§ Source extract:
::::
Troll gas to the continentGullfaks – The first “Norwegian” field

Tommeliten – valuable subsea experience

The Tommeliten project might not have been Statoil’s biggest, but was highly efficient. It also ranked as the first underwater development to involve many of the company’s personnel, and as an important reference in its subsea history.
By Kristin Øye Gjerde, Norwegian Petroleum Museum
- “Who’s that?” “I think it’s the platform manager on Tommeliten.” Cartoon by Stein-Are Osnes/Norwegian Petroleum Museum

This field has been described as Statoil’s subsea school, and it functioned as a springboard for a continued commitment to technology in the underwater arena.[REMOVE]Fotnote: This article is based on chapter 6 of Getting Down to It. 50 Years of Subsea Success in Norway, 2019, by Kristin Øye Gjerde and Arnfinn Nergaard.

First discovery

Tommeliten Gamma, the part of the field covered by this article, lies in 75 metres of water 12 kilometres from the Edda platform in the greater Ekofisk area. The high pressure, high temperature chalk reservoir was proven in 1976 along with Alpha – the other structure in the field – and represented Statoil’s very first discoveries.
::::
Point labeling dataset excerpts
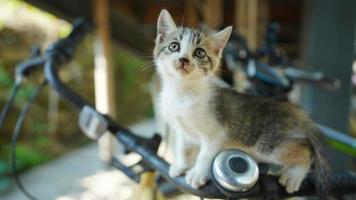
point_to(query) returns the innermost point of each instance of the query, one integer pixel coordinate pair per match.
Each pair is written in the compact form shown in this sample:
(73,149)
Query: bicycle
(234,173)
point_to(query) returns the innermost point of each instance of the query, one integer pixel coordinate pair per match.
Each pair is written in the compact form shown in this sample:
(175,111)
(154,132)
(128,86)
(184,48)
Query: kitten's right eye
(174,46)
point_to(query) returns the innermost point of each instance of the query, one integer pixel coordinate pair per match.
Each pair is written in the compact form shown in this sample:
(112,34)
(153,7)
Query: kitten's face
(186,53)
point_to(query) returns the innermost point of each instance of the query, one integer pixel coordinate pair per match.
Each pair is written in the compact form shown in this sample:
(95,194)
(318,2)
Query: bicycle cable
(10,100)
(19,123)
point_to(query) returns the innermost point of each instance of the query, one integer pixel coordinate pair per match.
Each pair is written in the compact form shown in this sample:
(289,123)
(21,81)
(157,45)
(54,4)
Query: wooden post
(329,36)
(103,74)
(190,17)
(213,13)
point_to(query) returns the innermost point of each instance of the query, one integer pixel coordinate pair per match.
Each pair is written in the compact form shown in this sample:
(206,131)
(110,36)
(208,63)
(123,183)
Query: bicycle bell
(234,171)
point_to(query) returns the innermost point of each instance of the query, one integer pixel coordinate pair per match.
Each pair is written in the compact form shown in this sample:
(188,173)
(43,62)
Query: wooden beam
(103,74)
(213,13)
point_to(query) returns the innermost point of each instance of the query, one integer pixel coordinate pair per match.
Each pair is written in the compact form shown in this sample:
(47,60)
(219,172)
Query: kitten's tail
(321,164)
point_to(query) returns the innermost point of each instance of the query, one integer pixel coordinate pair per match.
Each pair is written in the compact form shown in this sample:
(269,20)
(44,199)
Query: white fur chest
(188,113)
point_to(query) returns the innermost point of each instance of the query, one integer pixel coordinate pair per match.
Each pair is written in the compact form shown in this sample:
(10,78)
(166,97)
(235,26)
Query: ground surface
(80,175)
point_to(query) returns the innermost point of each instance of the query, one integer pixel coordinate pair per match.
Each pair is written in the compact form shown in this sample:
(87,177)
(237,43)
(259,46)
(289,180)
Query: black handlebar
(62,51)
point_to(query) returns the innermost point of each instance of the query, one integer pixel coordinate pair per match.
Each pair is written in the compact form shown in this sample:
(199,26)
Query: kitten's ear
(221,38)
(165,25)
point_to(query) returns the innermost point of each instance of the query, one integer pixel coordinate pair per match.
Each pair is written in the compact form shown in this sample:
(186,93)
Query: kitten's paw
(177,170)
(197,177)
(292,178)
::::
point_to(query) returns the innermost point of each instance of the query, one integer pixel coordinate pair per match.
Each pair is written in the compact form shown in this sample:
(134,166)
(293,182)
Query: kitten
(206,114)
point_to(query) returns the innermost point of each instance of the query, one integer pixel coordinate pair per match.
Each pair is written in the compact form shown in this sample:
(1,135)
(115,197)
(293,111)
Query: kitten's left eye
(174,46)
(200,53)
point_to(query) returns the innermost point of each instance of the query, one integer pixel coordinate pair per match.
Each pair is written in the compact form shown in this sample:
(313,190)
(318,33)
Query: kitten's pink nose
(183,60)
::::
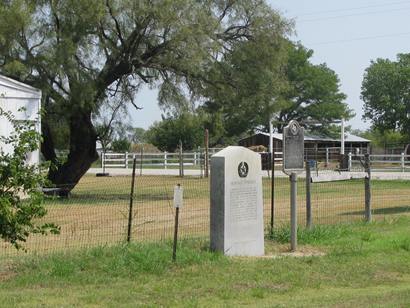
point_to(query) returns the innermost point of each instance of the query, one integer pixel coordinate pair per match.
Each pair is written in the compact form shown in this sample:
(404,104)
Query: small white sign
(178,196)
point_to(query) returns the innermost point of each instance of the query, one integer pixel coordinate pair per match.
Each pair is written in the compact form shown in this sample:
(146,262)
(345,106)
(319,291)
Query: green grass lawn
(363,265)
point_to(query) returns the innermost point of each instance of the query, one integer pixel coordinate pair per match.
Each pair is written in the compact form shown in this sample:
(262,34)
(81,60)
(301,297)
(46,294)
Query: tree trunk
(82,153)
::::
§ Exercise details:
According to the Tommeliten article, in what year were the Gamma and Alpha structures proven?

§ Result:
1976